[Records for processing — start]
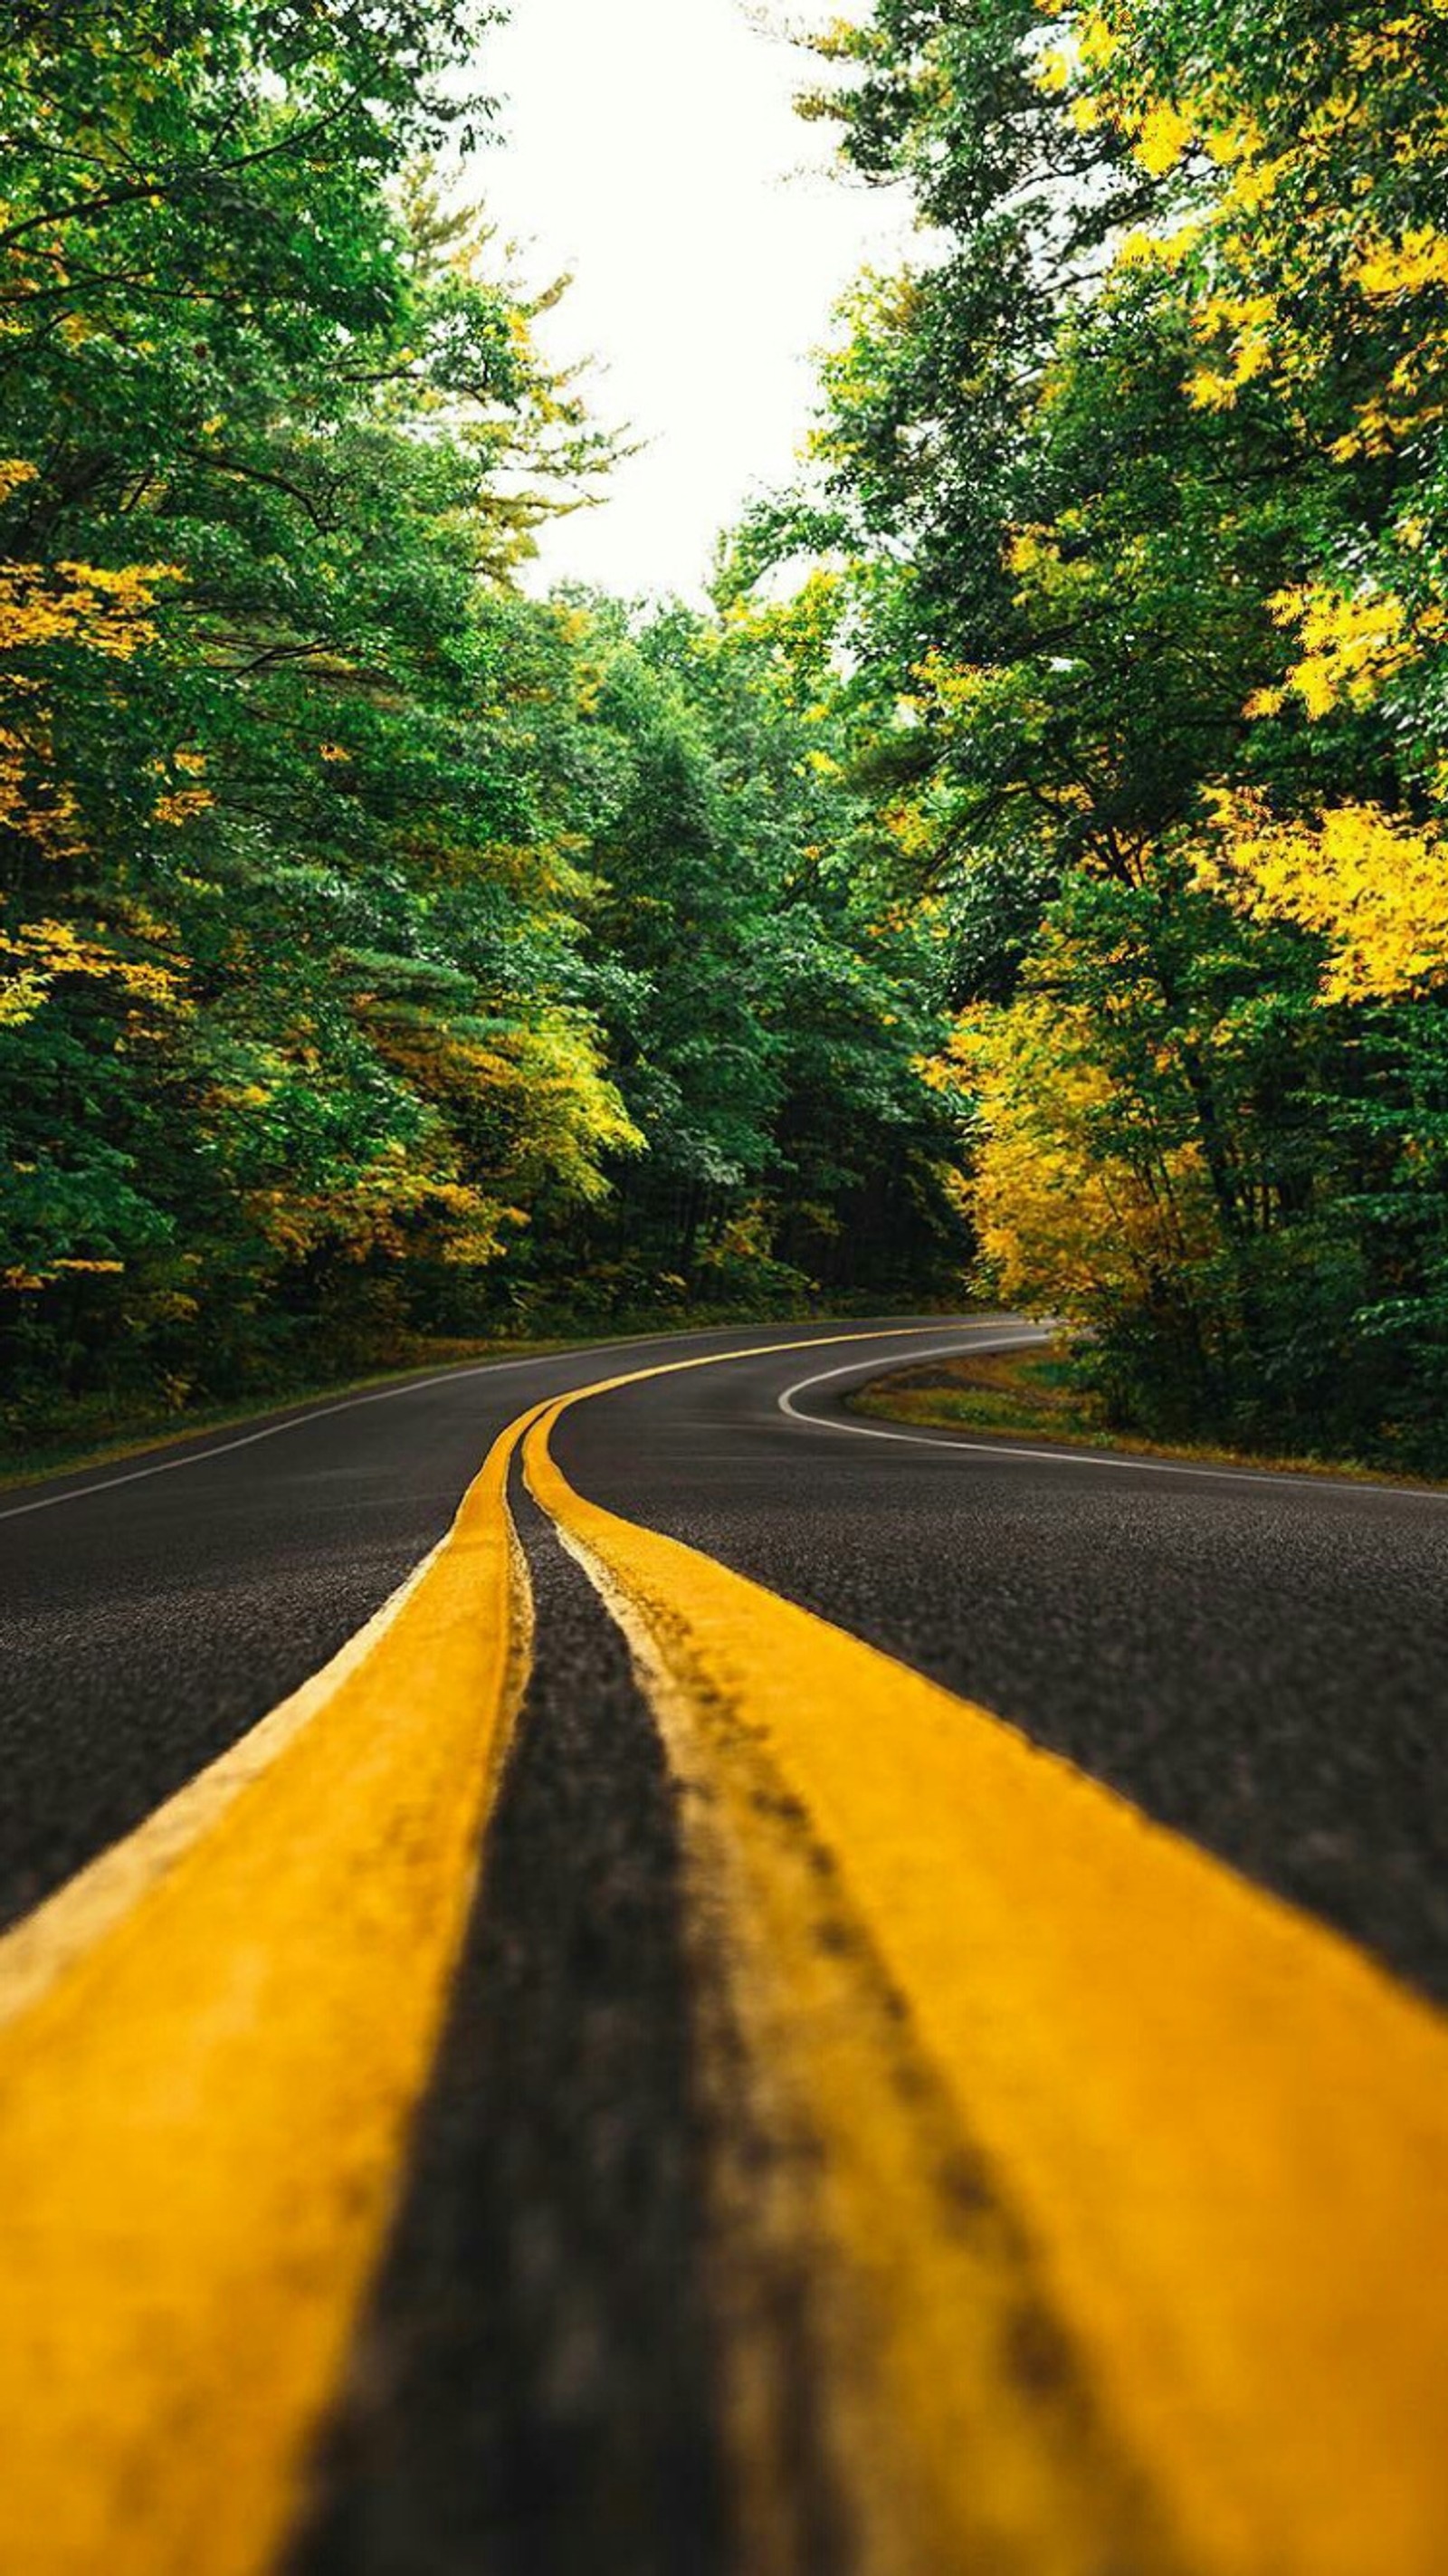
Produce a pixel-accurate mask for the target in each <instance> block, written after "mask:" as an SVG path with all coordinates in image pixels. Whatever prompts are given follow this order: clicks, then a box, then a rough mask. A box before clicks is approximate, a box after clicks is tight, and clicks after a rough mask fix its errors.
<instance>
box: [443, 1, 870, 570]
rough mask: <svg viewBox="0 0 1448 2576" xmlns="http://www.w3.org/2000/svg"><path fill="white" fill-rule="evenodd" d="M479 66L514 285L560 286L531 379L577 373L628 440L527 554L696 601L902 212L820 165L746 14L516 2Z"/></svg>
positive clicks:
[Records for processing — finish]
**Directions for this task**
Render the material as a JSON list of strings, with one string for each line. Omit blank lines and the picture.

**Answer section**
[
  "Produce a pixel-accurate mask for the target in each <instance> block, written after \"mask:\" as an SVG path with all coordinates in image pixels. Whatever prompts are given follow this order: clicks, then a box, then a rough mask. A box before clicks is approximate, a box after clicks is tight, and clicks after a rough mask fix its errors.",
  "<instance>",
  "box: [443, 1, 870, 570]",
  "rough mask: <svg viewBox=\"0 0 1448 2576\" xmlns=\"http://www.w3.org/2000/svg\"><path fill=\"white\" fill-rule=\"evenodd\" d=\"M479 66L514 285L560 286L531 379L577 373L628 440L527 554L696 601L902 212L820 165L746 14L516 2Z\"/></svg>",
  "positive clicks:"
]